Give as a JSON list of strings, one per line and skipping blank lines, the rows starting at the line that contains "red shirt accordingly in the photo above." and ending at the last row, with both ends included.

### INPUT DATA
━━━━━━

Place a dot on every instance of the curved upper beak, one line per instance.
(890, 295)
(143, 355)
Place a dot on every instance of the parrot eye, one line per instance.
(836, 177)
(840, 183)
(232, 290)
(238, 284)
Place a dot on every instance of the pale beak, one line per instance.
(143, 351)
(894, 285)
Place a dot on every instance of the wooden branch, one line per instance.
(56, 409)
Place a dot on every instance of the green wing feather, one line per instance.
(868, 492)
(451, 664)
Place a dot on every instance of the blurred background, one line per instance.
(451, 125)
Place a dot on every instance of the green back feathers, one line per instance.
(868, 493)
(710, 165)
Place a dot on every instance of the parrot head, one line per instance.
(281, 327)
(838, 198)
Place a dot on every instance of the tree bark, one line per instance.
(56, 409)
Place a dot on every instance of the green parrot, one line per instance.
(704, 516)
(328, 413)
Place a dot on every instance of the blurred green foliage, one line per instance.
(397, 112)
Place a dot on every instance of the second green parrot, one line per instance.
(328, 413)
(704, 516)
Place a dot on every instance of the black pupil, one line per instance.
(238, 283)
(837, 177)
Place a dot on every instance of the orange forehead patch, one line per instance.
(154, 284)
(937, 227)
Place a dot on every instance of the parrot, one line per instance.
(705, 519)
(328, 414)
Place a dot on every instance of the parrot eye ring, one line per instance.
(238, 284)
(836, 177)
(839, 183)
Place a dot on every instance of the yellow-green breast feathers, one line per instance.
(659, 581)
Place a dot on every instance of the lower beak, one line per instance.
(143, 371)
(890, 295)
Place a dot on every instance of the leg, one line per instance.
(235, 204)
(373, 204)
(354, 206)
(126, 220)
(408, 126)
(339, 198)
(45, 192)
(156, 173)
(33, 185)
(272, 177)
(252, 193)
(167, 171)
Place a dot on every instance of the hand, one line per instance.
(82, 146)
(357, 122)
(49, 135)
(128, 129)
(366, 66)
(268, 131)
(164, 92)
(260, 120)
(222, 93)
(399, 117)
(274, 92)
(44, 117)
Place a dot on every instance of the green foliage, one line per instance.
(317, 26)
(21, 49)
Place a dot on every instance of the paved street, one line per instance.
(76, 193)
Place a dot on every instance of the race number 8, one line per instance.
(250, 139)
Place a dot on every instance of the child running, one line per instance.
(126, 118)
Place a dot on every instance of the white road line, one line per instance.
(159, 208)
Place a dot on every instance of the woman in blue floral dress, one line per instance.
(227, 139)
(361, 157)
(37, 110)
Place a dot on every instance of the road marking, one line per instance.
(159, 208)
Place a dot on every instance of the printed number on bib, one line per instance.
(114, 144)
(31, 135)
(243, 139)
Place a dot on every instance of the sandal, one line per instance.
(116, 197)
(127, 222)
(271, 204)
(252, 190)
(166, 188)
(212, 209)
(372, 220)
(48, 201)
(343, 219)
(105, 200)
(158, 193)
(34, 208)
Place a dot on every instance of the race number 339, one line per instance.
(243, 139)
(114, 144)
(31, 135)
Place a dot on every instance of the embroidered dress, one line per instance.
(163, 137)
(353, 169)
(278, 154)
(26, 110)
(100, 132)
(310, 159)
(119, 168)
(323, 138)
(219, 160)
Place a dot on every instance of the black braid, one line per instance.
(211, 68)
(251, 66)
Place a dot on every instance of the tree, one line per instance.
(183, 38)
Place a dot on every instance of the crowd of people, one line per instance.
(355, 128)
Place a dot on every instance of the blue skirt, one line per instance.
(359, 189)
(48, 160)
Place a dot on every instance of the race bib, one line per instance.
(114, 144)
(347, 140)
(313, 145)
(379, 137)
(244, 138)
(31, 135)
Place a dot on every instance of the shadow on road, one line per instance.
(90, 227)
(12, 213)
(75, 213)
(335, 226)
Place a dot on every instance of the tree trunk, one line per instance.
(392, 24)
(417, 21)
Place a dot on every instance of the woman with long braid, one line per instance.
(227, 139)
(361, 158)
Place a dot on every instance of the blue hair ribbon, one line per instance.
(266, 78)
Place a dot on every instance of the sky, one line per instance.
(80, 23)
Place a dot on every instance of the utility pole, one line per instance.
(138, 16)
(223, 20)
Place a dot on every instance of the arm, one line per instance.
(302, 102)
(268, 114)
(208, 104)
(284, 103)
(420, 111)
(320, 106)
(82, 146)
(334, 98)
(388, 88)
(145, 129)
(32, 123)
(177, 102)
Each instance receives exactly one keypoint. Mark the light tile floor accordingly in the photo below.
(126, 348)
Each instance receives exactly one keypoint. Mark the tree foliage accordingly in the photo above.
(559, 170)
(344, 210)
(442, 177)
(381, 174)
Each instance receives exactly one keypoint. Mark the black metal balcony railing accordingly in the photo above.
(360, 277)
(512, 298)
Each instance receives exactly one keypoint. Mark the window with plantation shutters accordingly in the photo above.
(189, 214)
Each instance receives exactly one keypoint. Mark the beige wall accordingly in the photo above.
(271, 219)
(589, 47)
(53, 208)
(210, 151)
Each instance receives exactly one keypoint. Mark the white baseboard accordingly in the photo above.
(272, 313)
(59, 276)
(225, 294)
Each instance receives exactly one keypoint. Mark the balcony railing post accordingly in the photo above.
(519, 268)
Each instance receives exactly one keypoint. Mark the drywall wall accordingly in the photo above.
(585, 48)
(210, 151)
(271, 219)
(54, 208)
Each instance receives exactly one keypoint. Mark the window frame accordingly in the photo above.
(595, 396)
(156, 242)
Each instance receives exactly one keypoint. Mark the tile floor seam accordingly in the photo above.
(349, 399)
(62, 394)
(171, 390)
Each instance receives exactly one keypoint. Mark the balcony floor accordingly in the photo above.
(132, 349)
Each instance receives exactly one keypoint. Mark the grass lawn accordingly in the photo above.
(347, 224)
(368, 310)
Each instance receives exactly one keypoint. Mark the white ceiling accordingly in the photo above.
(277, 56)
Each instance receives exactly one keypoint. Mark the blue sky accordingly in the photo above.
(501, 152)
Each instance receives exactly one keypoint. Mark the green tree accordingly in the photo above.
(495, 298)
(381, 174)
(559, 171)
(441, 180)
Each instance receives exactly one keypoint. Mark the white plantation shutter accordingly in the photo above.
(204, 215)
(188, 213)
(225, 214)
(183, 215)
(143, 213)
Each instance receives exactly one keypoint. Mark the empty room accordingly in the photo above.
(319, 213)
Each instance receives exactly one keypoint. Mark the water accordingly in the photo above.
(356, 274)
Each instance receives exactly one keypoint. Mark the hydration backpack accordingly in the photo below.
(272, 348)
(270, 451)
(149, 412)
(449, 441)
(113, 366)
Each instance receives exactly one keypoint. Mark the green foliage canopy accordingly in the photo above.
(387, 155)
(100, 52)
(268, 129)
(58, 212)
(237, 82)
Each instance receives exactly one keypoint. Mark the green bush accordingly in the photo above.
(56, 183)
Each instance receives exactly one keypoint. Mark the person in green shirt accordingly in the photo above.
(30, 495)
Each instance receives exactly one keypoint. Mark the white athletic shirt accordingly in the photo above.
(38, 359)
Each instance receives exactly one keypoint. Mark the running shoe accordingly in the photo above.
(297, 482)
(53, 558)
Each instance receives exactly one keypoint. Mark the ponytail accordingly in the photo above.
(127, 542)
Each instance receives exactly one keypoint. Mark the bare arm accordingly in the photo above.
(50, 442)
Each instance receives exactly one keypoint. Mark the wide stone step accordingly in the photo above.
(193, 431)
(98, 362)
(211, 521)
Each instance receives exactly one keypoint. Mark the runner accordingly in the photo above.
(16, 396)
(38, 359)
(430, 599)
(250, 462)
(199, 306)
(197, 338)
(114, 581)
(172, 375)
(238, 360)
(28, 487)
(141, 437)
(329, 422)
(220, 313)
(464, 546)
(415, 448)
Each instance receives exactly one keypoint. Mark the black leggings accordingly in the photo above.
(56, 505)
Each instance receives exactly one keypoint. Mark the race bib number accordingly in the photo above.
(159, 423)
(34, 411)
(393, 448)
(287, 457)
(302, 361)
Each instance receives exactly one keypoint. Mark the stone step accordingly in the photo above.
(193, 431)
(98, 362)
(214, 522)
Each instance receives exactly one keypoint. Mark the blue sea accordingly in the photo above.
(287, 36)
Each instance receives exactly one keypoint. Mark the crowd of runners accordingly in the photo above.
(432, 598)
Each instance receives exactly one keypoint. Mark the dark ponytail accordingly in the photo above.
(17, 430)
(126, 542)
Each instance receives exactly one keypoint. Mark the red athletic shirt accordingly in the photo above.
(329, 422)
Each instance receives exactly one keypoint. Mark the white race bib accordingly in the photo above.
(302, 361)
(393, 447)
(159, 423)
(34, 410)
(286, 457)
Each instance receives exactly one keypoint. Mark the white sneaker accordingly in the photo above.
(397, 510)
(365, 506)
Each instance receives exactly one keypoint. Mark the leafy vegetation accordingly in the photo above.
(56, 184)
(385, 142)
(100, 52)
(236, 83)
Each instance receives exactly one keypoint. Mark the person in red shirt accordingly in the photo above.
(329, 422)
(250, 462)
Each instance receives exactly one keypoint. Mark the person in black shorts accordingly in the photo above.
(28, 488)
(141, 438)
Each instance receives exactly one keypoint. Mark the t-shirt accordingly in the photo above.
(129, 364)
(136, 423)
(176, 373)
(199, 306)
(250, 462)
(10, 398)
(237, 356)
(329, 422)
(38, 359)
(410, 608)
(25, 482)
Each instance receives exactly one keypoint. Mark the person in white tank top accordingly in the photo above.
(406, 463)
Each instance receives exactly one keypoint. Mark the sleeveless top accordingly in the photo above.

━━━━━━

### ANSWER FOR THIS EXERCISE
[
  "Each instance receives exactly one keypoint. Mark the person in red shirt accordingly in the photo above.",
  "(329, 422)",
  "(250, 462)",
  "Each instance receives exactly one keypoint. Mark the person in black shorts accordingly in the photo above.",
  "(28, 488)",
  "(141, 438)",
  "Each instance receives exactly one keypoint. Mark the t-shirt accordingly in the photo above.",
  "(129, 364)",
  "(136, 423)",
  "(176, 373)",
  "(199, 306)",
  "(250, 462)",
  "(10, 398)",
  "(237, 356)",
  "(329, 422)",
  "(38, 359)",
  "(410, 608)",
  "(25, 482)",
  "Each instance receives exactly one keypoint. Mark the person in white tank top accordingly in the photo above.",
  "(406, 463)",
  "Each instance receives exactly one keypoint. Mark the sleeveless top accordingly in the photo above."
]